— start of SELECTION —
Welcome to the first-ever Idol Guy. In it, we take a weekly look at the goings-on in the Idol world, both on screen and off. This is not a recap; for that you'll need to go this week's recaps written by MotherSister, Yardgnome, and Amanda.
After much labor - four weeks of terrible auditions, one hurried Hollywood episode, one hour in an elevator – the behemoth that is the AI juggernaut produced... the fiasco that was guys' night. You know it's a bad night when one of the highlights involved Teletubbies. Fortunately for us, girls' night was good enough to wash away any memories of the Tuesday night calamity. We may get an Idol out of this bunch yet.
What made guys' night so bad wasn't so much bad singing or song choices. It was because we didn't hear anything that was particularly distinctive. It wasn't good or bad, it was just mind-numbingly dull. There was very little that could make one say out loud “He sang that one well,” or “he was terrible beyond reason.” The reaction could be more accurately described as “who are these people?”
— end of SELECTION —
GOALS:
1 – Name everyone the Idol Guy column credits with writing this week's recaps.
2 – Sum up the Idol Guy column in two sentences.
3 – Reproduce the passage of the Idol Guy column between "After much labor" and "this bunch yet.", inclusive.
— start of MATERIAL SUPPLIED —
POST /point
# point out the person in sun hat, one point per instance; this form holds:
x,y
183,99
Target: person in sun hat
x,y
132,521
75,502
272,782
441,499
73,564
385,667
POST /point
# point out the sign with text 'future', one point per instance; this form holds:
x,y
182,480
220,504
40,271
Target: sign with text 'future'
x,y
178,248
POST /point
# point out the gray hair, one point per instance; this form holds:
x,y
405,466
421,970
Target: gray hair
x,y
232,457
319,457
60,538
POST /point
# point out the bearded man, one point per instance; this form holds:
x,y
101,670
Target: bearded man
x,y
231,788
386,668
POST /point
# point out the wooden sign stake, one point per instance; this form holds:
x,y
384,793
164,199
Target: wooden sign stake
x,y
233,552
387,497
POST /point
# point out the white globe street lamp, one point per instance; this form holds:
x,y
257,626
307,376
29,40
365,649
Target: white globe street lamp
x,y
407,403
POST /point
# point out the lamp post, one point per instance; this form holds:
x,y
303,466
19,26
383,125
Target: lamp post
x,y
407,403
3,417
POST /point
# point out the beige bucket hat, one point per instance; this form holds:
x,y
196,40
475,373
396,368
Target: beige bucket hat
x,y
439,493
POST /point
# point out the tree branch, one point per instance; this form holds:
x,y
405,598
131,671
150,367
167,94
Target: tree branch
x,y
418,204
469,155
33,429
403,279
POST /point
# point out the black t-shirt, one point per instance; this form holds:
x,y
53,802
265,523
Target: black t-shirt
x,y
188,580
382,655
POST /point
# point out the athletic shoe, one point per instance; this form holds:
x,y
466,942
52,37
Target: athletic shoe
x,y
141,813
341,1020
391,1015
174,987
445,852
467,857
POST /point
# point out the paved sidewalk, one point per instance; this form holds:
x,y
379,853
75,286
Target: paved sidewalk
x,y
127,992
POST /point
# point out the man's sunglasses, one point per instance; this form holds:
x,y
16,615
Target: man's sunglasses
— end of MATERIAL SUPPLIED —
ANSWERS TO THE EXERCISES:
1 – MotherSister, Yardgnome, Amanda

2 – The Idol Guy takes a weekly look at what's going on in the Idol world, on screen and off, and isn't meant as a recap. It calls guys' night a fiasco that was more dull than good or bad, with nothing distinctive to remember, while girls' night was good enough to wash away memories of it.

3 –
After much labor - four weeks of terrible auditions, one hurried Hollywood episode, one hour in an elevator – the behemoth that is the AI juggernaut produced... the fiasco that was guys' night. You know it's a bad night when one of the highlights involved Teletubbies. Fortunately for us, girls' night was good enough to wash away any memories of the Tuesday night calamity. We may get an Idol out of this bunch yet.